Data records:
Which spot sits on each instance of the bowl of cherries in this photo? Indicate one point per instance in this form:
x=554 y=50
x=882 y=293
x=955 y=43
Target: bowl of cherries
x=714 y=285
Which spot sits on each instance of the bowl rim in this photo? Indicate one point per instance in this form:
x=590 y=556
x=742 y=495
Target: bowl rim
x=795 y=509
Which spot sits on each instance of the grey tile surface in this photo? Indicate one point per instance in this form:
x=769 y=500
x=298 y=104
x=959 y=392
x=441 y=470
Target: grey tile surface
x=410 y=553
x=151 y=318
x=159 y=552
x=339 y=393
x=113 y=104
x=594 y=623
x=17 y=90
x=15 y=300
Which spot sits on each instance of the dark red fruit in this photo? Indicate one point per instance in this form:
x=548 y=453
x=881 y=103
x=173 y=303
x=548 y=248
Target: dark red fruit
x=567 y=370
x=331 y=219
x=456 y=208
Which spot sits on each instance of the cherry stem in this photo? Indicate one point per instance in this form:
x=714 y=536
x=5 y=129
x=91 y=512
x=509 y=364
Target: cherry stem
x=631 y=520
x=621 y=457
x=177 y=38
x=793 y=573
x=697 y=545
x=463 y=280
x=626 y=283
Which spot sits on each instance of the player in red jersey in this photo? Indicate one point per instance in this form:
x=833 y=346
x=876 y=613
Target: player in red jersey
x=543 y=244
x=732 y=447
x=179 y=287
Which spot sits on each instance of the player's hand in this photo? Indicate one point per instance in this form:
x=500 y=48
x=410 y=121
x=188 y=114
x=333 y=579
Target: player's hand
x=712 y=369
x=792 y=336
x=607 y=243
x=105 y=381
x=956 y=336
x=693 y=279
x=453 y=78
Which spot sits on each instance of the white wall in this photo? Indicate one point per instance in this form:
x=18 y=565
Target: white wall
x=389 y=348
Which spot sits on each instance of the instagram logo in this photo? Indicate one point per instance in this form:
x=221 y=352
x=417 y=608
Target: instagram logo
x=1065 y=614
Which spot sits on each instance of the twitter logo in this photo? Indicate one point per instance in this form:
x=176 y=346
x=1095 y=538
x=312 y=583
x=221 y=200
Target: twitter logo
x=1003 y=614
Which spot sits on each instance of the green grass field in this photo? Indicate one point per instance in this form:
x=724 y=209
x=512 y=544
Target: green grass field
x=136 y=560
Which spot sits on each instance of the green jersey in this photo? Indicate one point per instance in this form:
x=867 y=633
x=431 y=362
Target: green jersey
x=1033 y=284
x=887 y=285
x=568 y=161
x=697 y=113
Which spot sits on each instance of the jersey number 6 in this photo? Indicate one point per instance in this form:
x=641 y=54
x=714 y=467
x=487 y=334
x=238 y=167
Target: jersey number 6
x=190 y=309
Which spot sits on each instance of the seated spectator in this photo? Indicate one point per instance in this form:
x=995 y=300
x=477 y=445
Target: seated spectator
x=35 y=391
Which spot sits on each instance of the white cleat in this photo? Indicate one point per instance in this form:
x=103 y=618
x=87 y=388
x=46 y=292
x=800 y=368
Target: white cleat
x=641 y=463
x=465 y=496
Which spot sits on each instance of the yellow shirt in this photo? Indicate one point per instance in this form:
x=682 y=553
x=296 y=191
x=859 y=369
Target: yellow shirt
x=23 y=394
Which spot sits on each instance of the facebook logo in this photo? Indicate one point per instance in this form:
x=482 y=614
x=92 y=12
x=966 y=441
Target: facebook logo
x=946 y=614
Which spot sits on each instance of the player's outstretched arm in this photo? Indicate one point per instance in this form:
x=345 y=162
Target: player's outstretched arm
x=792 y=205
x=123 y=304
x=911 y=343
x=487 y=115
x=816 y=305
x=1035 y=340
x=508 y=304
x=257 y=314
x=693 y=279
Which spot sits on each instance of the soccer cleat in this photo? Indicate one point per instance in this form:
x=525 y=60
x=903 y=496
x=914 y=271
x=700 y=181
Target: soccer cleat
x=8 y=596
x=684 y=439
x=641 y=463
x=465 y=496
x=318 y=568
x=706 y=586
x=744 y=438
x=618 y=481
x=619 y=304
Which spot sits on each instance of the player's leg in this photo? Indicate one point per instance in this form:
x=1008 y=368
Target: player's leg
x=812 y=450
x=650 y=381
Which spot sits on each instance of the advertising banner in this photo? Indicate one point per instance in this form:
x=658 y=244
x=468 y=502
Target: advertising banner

## WHAT THE TASK REQUIRES
Keeping every line exactly as it is, copy all the records.

## ANSWER BELOW
Which spot sits on each instance of the bowl of cherries in this photo? Indicate one point per instance in this form:
x=554 y=50
x=882 y=293
x=955 y=43
Target: bowl of cherries
x=714 y=285
Which spot sits on each instance of the bowl rim in this photo? Indicate one point per instance in this form:
x=590 y=556
x=742 y=495
Target: bowl rim
x=795 y=509
Which spot sits on each instance of the grey tile surface in this photo? Indicate one point per instance in this form:
x=769 y=500
x=298 y=104
x=959 y=392
x=441 y=470
Target: grey tile surface
x=410 y=553
x=151 y=318
x=159 y=552
x=339 y=393
x=113 y=104
x=594 y=623
x=17 y=90
x=15 y=300
Which spot sits on each instance of the dark red fruit in this photo? Indicate one point per instance in this form:
x=548 y=453
x=881 y=103
x=173 y=303
x=548 y=248
Target: dark red fruit
x=567 y=370
x=331 y=219
x=456 y=208
Which spot sits on each instance of the cherry stem in this photo? Indicate one point per instance in this form:
x=714 y=536
x=5 y=129
x=91 y=512
x=509 y=364
Target: cherry stem
x=631 y=520
x=621 y=457
x=177 y=38
x=793 y=573
x=697 y=545
x=463 y=280
x=626 y=283
Which spot sits on each instance of the player in red jersey in this photo? Indicate one point per instance in this form:
x=833 y=346
x=876 y=613
Target: player in red jersey
x=543 y=244
x=732 y=447
x=179 y=287
Which spot sits on each instance of the player's hand in this photo? Indicate one point per instance in this form:
x=500 y=48
x=410 y=121
x=188 y=114
x=333 y=579
Target: player's hand
x=712 y=369
x=792 y=336
x=607 y=243
x=105 y=381
x=956 y=336
x=693 y=279
x=453 y=78
Which spot sits on each instance of the white wall in this photo? Indicate one point per instance in this form:
x=18 y=565
Target: white wall
x=389 y=348
Which spot sits on each instance of the instagram logo in this photo? Indicate one point per instance in this form:
x=221 y=352
x=417 y=608
Target: instagram logo
x=1065 y=614
Which spot sits on each instance of the twitter logo in this photo? Indicate one point per instance in this form:
x=176 y=346
x=1095 y=538
x=312 y=583
x=221 y=200
Target: twitter logo
x=1003 y=614
Which spot sits on each instance of the green grass field in this photo? Indicate one point per instance in this form:
x=724 y=209
x=512 y=544
Target: green grass field
x=136 y=560
Which spot sits on each instance of the green jersey in this photo? Indicate one point per instance in this form:
x=867 y=633
x=431 y=362
Target: green jersey
x=1033 y=284
x=887 y=285
x=568 y=161
x=697 y=113
Which spot sits on each instance of the jersey number 6 in this photo? Indicate one point per instance in this form:
x=641 y=54
x=714 y=467
x=487 y=334
x=238 y=167
Target: jersey number 6
x=190 y=309
Which spot sits on each instance of the seated spectator in this photo? Indicate one point per instance in this form:
x=995 y=300
x=477 y=445
Target: seated spectator
x=35 y=391
Which spot sits on each instance of the white cleat in this photo? Indicate one point per instance in this form:
x=103 y=618
x=87 y=388
x=46 y=292
x=800 y=368
Target: white cleat
x=641 y=463
x=465 y=496
Which spot sits on each instance of the yellow shirt in this photo? Indicate one point per instance in this form:
x=682 y=553
x=296 y=191
x=859 y=369
Target: yellow shirt
x=23 y=394
Which spot sits on each instance of the facebook logo in this photo? Indicate one point per instance in this form:
x=482 y=614
x=92 y=12
x=966 y=441
Target: facebook logo
x=946 y=614
Which spot sits on each instance of the player's outstretched arm in this photo? Indicate one point per instance in this form:
x=345 y=162
Target: player's outstretched arm
x=792 y=205
x=123 y=304
x=911 y=343
x=487 y=115
x=816 y=305
x=1035 y=340
x=508 y=304
x=257 y=314
x=693 y=279
Which spot sits on each instance of the soccer cleat in this photo? Indicate one point per instance in this form:
x=525 y=60
x=903 y=496
x=914 y=271
x=700 y=181
Target: soccer cleat
x=8 y=596
x=684 y=439
x=641 y=463
x=465 y=496
x=318 y=568
x=706 y=586
x=744 y=438
x=618 y=481
x=619 y=304
Which spot sits on each instance of the player's leg in this photo? Indicate one point per instance in this form:
x=1008 y=368
Target: player's leg
x=812 y=450
x=650 y=381
Which spot sits on each instance of the advertising banner in this photo? Indicate one point per instance in this form:
x=658 y=244
x=468 y=502
Target: advertising banner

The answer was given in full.